Repeat exactly the lines from the line containing "Phrase: high-rise building" through the last line of the records below, inclusive, and nothing else.
____ AVAILABLE DATA
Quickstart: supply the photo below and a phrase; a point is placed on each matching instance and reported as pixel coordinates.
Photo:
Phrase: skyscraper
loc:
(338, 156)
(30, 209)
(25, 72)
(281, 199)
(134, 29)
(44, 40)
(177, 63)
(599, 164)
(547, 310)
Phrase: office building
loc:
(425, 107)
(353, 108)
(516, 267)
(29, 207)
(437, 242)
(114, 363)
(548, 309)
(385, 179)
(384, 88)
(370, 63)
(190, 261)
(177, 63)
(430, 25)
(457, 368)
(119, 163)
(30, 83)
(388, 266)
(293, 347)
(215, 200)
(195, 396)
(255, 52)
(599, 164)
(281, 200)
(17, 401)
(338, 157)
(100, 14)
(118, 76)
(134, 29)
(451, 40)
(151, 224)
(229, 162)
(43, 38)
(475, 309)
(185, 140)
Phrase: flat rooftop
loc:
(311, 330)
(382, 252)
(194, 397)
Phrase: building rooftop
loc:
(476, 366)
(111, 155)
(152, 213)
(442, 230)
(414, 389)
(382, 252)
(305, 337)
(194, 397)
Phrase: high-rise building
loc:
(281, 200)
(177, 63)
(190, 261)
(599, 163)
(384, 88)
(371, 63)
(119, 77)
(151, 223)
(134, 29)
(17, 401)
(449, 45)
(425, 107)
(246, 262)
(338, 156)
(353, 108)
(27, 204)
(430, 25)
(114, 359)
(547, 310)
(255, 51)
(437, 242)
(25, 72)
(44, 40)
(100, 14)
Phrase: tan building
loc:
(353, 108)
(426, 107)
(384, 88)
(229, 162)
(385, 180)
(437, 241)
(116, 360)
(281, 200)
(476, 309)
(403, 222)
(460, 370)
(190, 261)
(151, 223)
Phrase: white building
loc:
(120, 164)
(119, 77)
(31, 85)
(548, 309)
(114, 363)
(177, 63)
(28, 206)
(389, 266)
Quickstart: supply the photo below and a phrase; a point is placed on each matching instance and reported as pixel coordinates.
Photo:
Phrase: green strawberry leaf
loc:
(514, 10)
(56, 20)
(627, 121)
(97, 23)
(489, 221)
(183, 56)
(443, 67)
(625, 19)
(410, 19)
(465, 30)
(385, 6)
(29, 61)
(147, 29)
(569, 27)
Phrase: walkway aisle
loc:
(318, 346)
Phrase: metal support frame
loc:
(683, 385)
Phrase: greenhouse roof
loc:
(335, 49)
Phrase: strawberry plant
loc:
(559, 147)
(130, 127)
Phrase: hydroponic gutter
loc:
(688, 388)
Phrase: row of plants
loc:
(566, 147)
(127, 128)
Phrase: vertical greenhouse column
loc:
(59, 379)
________
RESPONSE:
Phrase: high-rise building
loc:
(281, 200)
(177, 63)
(190, 261)
(599, 163)
(384, 88)
(371, 63)
(119, 77)
(151, 223)
(134, 29)
(17, 401)
(449, 45)
(425, 107)
(246, 262)
(338, 156)
(353, 108)
(27, 204)
(430, 25)
(114, 359)
(547, 310)
(255, 51)
(437, 242)
(25, 72)
(44, 40)
(100, 14)
Phrase: tan building
loc:
(353, 108)
(426, 107)
(384, 88)
(229, 162)
(385, 180)
(437, 241)
(116, 360)
(281, 200)
(476, 309)
(403, 222)
(460, 370)
(190, 261)
(151, 223)
Phrase: white building
loc:
(120, 164)
(119, 77)
(31, 85)
(548, 309)
(114, 363)
(177, 63)
(28, 206)
(389, 266)
Quickstart: supply the photo below and a phrase; a point is placed on each matching instance and reported as pixel coordinates.
Photo:
Phrase: green strawberry leaf
loc:
(514, 10)
(56, 20)
(627, 121)
(97, 23)
(489, 221)
(183, 56)
(443, 67)
(625, 19)
(410, 19)
(465, 30)
(385, 6)
(29, 61)
(147, 29)
(569, 27)
Phrase: walkway aisle
loc:
(318, 346)
Phrase: metal support frame
loc:
(683, 385)
Phrase: greenhouse roof
loc:
(335, 49)
Phrase: strawberry plant
loc:
(559, 147)
(130, 127)
Phrase: hydroponic gutter
loc:
(688, 388)
Phrase: row of plants
loc:
(566, 147)
(127, 128)
Phrase: vertical greenhouse column
loc:
(59, 379)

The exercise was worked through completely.